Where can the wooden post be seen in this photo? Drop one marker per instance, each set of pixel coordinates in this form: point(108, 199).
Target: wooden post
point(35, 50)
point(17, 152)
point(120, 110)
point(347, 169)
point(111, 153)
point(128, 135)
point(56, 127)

# # #

Exercise brief: Set down each entry exactly, leaving none out.

Exercise response:
Where can the wooden post be seen in this photo? Drop one marker per instance, each set of pixel coordinates in this form: point(108, 199).
Target: wooden post
point(35, 50)
point(17, 152)
point(120, 110)
point(347, 169)
point(111, 153)
point(128, 135)
point(56, 127)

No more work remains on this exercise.